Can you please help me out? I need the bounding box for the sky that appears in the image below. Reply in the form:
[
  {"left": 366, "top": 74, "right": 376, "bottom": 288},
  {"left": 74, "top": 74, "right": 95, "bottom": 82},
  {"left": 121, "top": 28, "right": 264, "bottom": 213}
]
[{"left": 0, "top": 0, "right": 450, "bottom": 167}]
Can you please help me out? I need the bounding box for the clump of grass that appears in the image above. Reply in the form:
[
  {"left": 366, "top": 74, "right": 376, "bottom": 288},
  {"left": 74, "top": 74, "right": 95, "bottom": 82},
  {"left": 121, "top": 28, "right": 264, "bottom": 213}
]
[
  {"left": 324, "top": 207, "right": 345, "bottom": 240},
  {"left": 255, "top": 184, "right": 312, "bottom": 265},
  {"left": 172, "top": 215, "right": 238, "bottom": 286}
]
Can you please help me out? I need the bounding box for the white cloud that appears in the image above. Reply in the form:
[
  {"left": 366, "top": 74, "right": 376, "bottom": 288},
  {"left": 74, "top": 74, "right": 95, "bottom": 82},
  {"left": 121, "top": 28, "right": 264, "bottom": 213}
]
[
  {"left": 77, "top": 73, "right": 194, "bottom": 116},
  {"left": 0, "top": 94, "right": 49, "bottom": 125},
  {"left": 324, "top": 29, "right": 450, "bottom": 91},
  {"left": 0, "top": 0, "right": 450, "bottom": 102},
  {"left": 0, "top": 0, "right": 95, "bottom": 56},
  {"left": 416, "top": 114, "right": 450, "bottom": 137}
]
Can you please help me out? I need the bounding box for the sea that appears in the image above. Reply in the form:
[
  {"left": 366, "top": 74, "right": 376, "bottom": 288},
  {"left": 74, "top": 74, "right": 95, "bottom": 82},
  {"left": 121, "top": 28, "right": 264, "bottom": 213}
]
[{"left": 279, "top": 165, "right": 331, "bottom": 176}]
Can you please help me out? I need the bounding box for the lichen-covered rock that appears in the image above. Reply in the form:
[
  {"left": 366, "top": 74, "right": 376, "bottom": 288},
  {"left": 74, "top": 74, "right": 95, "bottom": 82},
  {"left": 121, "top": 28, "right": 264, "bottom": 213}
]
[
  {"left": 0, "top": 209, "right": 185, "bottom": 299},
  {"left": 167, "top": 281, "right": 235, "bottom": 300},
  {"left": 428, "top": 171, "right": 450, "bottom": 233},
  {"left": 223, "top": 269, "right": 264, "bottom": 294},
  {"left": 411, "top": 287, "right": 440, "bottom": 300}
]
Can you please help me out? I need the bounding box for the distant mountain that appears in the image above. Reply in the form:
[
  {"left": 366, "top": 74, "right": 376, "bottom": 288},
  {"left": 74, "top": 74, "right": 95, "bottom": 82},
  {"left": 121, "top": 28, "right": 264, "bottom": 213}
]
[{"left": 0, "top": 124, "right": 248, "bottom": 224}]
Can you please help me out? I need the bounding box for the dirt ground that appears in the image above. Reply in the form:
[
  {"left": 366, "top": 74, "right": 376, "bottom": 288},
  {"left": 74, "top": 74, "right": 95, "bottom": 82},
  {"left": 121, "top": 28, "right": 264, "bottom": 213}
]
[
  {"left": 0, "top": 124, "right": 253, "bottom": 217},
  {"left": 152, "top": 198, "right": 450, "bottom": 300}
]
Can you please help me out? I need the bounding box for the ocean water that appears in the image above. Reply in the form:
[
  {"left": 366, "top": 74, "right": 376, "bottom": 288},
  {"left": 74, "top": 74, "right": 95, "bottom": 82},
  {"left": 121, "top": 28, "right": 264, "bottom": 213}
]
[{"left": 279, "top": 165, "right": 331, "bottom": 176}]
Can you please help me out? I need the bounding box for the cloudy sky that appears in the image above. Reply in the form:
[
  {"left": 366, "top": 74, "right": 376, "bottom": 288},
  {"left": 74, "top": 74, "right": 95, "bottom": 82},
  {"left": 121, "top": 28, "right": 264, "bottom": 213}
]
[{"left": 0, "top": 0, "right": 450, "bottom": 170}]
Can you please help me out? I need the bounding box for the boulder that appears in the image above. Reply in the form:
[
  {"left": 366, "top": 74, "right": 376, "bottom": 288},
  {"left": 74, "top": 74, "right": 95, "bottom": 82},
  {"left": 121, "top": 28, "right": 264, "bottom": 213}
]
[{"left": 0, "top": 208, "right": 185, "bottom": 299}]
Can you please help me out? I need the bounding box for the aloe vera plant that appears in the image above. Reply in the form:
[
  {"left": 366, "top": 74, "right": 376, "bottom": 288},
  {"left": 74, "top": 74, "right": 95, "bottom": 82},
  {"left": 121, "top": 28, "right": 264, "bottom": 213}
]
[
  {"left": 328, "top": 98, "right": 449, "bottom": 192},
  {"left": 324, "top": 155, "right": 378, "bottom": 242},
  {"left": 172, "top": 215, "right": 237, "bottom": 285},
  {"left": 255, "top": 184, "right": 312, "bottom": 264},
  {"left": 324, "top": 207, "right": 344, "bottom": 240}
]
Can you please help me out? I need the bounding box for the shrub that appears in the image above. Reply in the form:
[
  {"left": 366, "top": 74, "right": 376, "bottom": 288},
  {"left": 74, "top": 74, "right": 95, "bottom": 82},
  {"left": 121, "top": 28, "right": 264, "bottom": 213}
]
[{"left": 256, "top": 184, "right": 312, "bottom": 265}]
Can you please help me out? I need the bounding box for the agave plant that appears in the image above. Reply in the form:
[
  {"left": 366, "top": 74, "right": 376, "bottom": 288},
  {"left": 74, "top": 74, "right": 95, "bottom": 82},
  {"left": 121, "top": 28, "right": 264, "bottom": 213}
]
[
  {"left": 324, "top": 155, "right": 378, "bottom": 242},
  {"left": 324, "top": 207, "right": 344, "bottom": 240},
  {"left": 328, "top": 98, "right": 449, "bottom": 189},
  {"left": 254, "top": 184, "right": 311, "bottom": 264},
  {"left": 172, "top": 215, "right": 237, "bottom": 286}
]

THE EXERCISE
Select every line in the records above that contains the word "plant", and copy those lines in their original form. Case counts, so match only lines where the string appears with the same capitalization.

RESULT OF THE EXERCISE
Can you please help me out? I need the bounding box for the aloe vera plant that appears in the image above. Reply in the form:
Can you please help me out? I need the bounding box for the agave plant that appears in the image above. Reply in the form:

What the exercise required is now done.